── MATERIAL PROVIDED

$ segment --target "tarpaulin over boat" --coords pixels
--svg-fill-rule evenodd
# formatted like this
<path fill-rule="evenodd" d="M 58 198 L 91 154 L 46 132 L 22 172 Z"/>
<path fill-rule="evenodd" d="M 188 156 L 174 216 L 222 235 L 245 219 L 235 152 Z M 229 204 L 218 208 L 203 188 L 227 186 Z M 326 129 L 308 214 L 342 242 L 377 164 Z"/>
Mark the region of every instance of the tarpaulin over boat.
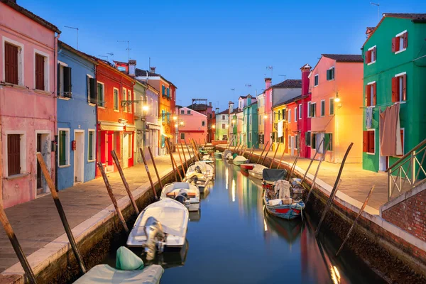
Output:
<path fill-rule="evenodd" d="M 265 169 L 263 170 L 263 180 L 270 182 L 284 180 L 286 173 L 285 170 Z"/>

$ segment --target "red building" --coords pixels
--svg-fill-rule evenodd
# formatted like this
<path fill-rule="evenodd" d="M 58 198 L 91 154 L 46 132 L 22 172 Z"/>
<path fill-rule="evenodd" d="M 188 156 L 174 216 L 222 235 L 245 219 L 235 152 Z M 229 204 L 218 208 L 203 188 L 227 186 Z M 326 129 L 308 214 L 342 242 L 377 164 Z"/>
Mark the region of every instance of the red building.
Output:
<path fill-rule="evenodd" d="M 135 124 L 133 104 L 121 106 L 122 101 L 133 97 L 134 80 L 117 70 L 109 62 L 97 59 L 99 65 L 90 86 L 97 97 L 97 161 L 100 161 L 107 172 L 116 167 L 111 151 L 114 150 L 123 168 L 133 165 Z M 100 173 L 97 170 L 97 176 Z"/>

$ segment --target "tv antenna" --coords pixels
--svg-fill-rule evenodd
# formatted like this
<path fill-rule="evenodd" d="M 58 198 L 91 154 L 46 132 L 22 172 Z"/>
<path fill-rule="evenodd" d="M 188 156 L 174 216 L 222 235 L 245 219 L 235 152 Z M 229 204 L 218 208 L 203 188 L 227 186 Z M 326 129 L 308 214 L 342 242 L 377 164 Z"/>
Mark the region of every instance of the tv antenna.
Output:
<path fill-rule="evenodd" d="M 127 55 L 128 55 L 129 60 L 130 60 L 129 41 L 129 40 L 117 40 L 117 43 L 127 43 L 127 48 L 126 48 L 126 50 L 127 50 Z"/>
<path fill-rule="evenodd" d="M 380 21 L 380 3 L 370 2 L 371 5 L 377 6 L 377 19 Z"/>
<path fill-rule="evenodd" d="M 78 28 L 71 27 L 69 26 L 64 26 L 65 28 L 72 28 L 73 30 L 77 30 L 77 50 L 78 50 Z"/>

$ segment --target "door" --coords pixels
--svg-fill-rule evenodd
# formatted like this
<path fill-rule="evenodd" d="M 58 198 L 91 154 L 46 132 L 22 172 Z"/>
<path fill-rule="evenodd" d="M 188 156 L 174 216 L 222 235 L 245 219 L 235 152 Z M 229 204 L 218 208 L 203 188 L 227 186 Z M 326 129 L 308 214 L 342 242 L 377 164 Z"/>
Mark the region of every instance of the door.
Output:
<path fill-rule="evenodd" d="M 74 184 L 82 182 L 84 177 L 84 133 L 75 133 L 75 150 L 74 150 Z"/>
<path fill-rule="evenodd" d="M 129 168 L 129 133 L 123 134 L 123 168 Z"/>

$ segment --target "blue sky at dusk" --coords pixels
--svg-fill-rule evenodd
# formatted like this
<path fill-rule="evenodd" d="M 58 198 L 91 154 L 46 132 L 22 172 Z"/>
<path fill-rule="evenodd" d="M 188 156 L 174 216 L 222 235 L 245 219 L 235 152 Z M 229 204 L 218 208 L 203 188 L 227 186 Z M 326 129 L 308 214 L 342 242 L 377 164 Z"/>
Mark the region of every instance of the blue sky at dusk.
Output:
<path fill-rule="evenodd" d="M 425 0 L 379 1 L 380 13 L 425 13 Z M 233 99 L 262 92 L 266 66 L 273 83 L 300 79 L 322 53 L 360 54 L 367 26 L 378 21 L 368 0 L 341 1 L 82 1 L 18 0 L 56 25 L 60 40 L 94 56 L 126 61 L 126 43 L 137 67 L 178 86 L 178 104 L 207 98 L 221 111 Z"/>

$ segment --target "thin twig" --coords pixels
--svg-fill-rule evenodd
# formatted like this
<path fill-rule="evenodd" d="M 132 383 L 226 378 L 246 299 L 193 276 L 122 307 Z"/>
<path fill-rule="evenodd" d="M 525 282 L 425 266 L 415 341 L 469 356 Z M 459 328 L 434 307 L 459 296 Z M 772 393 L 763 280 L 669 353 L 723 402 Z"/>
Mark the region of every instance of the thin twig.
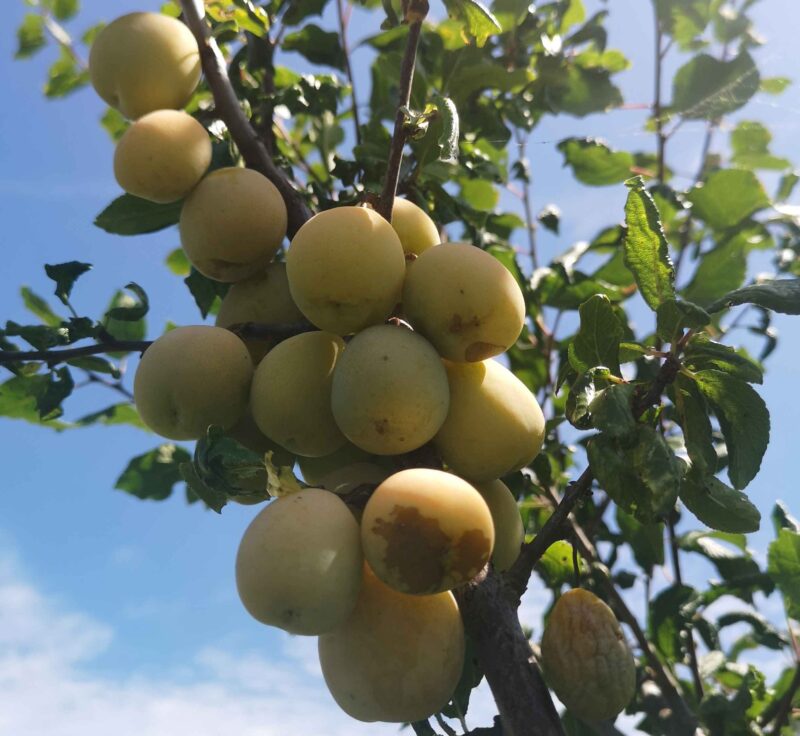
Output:
<path fill-rule="evenodd" d="M 424 16 L 423 16 L 424 17 Z M 386 168 L 386 179 L 383 183 L 380 201 L 375 208 L 378 214 L 387 220 L 392 219 L 394 198 L 397 195 L 397 184 L 400 180 L 400 164 L 403 162 L 403 148 L 406 145 L 406 111 L 411 103 L 411 85 L 414 82 L 414 66 L 417 60 L 417 48 L 422 31 L 422 18 L 414 21 L 408 28 L 406 50 L 400 67 L 400 96 L 397 113 L 394 118 L 394 133 L 389 149 L 389 163 Z"/>
<path fill-rule="evenodd" d="M 214 95 L 216 113 L 228 127 L 247 165 L 266 176 L 278 188 L 286 203 L 289 215 L 287 232 L 291 238 L 311 217 L 308 205 L 286 174 L 275 165 L 263 141 L 244 114 L 228 78 L 225 59 L 205 21 L 202 0 L 181 0 L 181 8 L 183 20 L 197 40 L 206 82 Z"/>
<path fill-rule="evenodd" d="M 352 6 L 351 6 L 352 9 Z M 349 14 L 345 15 L 344 0 L 336 0 L 336 12 L 339 16 L 339 38 L 344 52 L 344 71 L 347 74 L 347 81 L 350 83 L 350 99 L 353 102 L 353 126 L 356 134 L 356 145 L 361 144 L 361 123 L 358 118 L 358 97 L 356 95 L 356 80 L 353 76 L 353 69 L 350 64 L 350 48 L 347 44 L 347 24 L 350 19 Z"/>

────

* **TASK TO COMPLETE**
How many lines in the entries above contain the string "every", with case counting? Reply with the number alone.

* **WRITTEN SOLUTION**
6